THE DATA: Begin

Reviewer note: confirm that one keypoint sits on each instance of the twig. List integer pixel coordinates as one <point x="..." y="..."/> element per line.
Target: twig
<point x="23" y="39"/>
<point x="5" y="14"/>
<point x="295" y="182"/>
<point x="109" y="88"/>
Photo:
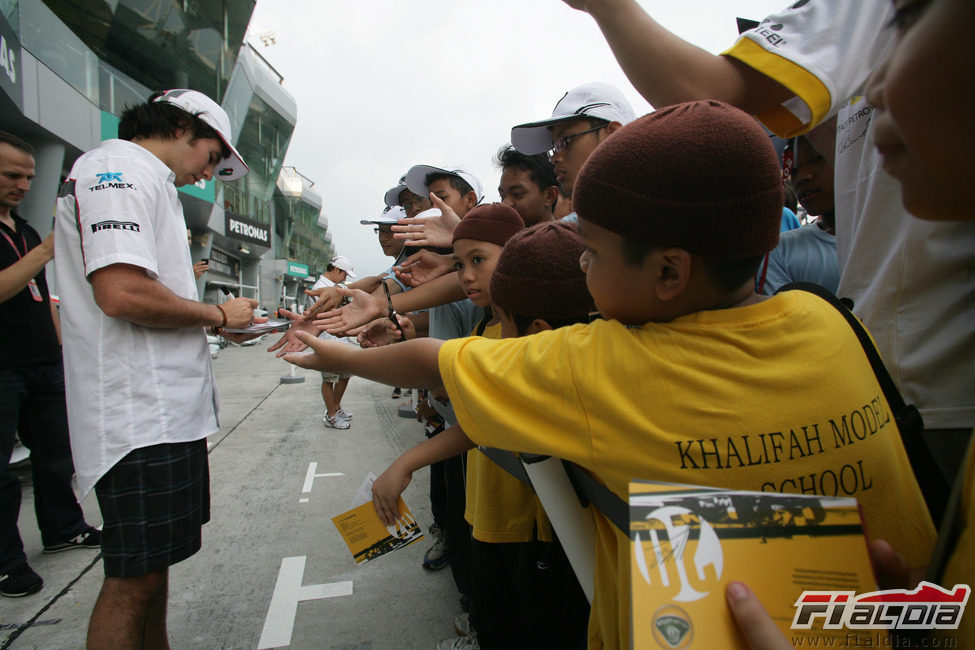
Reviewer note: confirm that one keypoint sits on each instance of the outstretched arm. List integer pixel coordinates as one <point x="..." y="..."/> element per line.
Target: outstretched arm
<point x="366" y="307"/>
<point x="411" y="364"/>
<point x="15" y="277"/>
<point x="757" y="628"/>
<point x="391" y="483"/>
<point x="666" y="69"/>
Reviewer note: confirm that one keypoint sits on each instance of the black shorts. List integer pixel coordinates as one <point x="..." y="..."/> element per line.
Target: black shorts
<point x="154" y="503"/>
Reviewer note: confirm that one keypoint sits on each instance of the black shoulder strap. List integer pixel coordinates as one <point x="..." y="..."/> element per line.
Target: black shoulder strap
<point x="507" y="461"/>
<point x="588" y="489"/>
<point x="929" y="476"/>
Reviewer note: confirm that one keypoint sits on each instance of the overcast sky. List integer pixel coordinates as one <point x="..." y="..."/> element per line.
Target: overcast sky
<point x="382" y="85"/>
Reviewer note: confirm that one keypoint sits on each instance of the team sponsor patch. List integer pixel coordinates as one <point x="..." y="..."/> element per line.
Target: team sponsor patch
<point x="115" y="225"/>
<point x="110" y="181"/>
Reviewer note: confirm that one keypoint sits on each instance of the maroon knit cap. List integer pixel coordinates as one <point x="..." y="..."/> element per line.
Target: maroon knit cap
<point x="494" y="223"/>
<point x="702" y="176"/>
<point x="538" y="274"/>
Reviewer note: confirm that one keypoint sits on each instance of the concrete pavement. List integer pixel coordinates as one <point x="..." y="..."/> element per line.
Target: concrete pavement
<point x="267" y="538"/>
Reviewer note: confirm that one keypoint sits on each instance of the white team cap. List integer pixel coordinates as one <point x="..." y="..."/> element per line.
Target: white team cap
<point x="198" y="104"/>
<point x="595" y="99"/>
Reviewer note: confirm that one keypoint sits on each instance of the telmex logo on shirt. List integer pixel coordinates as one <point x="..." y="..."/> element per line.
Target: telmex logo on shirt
<point x="115" y="225"/>
<point x="111" y="181"/>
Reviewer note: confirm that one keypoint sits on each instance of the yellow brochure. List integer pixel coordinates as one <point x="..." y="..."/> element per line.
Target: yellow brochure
<point x="687" y="543"/>
<point x="368" y="538"/>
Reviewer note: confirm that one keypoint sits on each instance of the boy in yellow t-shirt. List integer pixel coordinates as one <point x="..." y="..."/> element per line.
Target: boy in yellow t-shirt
<point x="524" y="591"/>
<point x="692" y="377"/>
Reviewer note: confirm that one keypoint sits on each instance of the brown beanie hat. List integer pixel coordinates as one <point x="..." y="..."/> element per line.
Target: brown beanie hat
<point x="492" y="222"/>
<point x="702" y="176"/>
<point x="538" y="273"/>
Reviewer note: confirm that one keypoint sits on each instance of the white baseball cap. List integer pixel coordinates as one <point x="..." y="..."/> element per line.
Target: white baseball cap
<point x="198" y="104"/>
<point x="342" y="262"/>
<point x="416" y="179"/>
<point x="595" y="99"/>
<point x="392" y="194"/>
<point x="389" y="216"/>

THE DATA: End

▶ [TO DO]:
Start at the line containing "Target: concrete pavement" and transcribe through the end of the entries. Please keep both ends and add nothing.

▶ [REPLY TO THE TASK]:
Target: concrete pavement
<point x="267" y="538"/>
Reviewer note: confirm that one keypoint sits on each instance of the white team cap. List integer pixel coordinates as one <point x="..." y="..."/> element per line.
Target: white team cap
<point x="198" y="104"/>
<point x="595" y="99"/>
Reviewer note: confirm that one keypoint sits on each instance of the telmex logo on shirt. List integer pixel coordinates as one <point x="..." y="..."/> element per line.
Target: telmex logo on shirt
<point x="115" y="225"/>
<point x="111" y="181"/>
Reviewer note: confirm that one keypoint sits on each instance of the yellow brochure. List integer pixel coordinates as one <point x="..." y="..."/> element per line.
Target: yellow brochure
<point x="687" y="543"/>
<point x="368" y="538"/>
Reviewer note: confirm that one keypoint sits on each instance of the boy in yellow t-shirt. List integer pixel coordinates as one <point x="..." y="..."/> element per line.
Target: boy in yellow t-shirt
<point x="524" y="591"/>
<point x="692" y="377"/>
Reviewer note: confirm that one keypoint sits on each instance of the brown beanie hat. List integer pixel coordinates as one <point x="..." y="..."/> element per line.
Target: brown beanie hat
<point x="492" y="222"/>
<point x="702" y="176"/>
<point x="538" y="273"/>
Reviewer note: confirm that one keypoint sits on each instance of the white baseball cap. List integer pixel coordinates as one <point x="..." y="..."/> element per line.
Target: white baseball cap
<point x="198" y="104"/>
<point x="342" y="262"/>
<point x="416" y="179"/>
<point x="595" y="99"/>
<point x="392" y="194"/>
<point x="389" y="216"/>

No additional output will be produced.